* TEXT SHOWN *
• • • • • • •

Additionally, DB also has the lowest P/C multiple out of again 4,868 stocks. Its current P/C multiple of $0.04 means that investors are paying a mere 4 cents for every $1 Deutsche holds in cash and cash equivalents on its balance sheet. From an objective perspective, it seems that the market is more concerned about DB's short-term performance versus its long-term performance, which provides an opportunity for an investor.
Potential Options Trade Analysis
Investors with an average risk appetite could simply go long DB shares, while providing record-high margin of safety on their position. Investors with higher risk appetite could buy long-term call options on DB. Call options have limited downside risk because the most you can lose is what you pay for the option contracts. Call options also in theory have unlimited upside potential. You could then research the optimal call option conditions you want exposure to.
Call Option Key Takeaways
A call option gives you the right but not the obligation to buy an underlying before or at some specified date in the future, at some specified price (strike price). If you buy a call option with a strike price below the current underlying price, that's called being In the Money, or ITM. If you buy when the strike is above the underlying price, that's called Out of the Money, or OTM.
Call options are more commonly sold back to the market before expiration than exercised, since the upside potential from capital appreciation is higher than from exercising. That's because if you buy an OTM call option and the underlying increases to even just below the strike price (a point where you still wouldn't exercise), you could still make about 5-10% of your investment already, provided you didn't pay much for the calls. Further stock/underlying price increases in excess of the strike price would therefore provide significantly leveraged returns.

• • • • • • •

* DATASET EXTRACT *

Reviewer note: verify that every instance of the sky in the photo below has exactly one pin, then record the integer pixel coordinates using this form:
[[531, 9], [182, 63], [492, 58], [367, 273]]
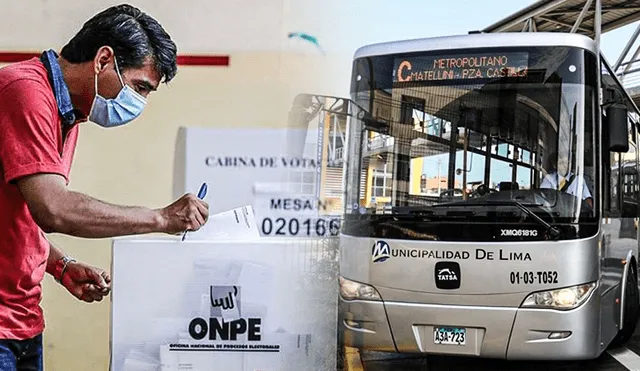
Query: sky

• • • • • • •

* AIM *
Can you repeat, word for word, the part of the Deutsche Bank options text starting at "Call options are" and ending at "significantly leveraged returns."?

* SOLVED EXERCISE *
Call options are more commonly sold back to the market before expiration than exercised, since the upside potential from capital appreciation is higher than from exercising. That's because if you buy an OTM call option and the underlying increases to even just below the strike price (a point where you still wouldn't exercise), you could still make about 5-10% of your investment already, provided you didn't pay much for the calls. Further stock/underlying price increases in excess of the strike price would therefore provide significantly leveraged returns.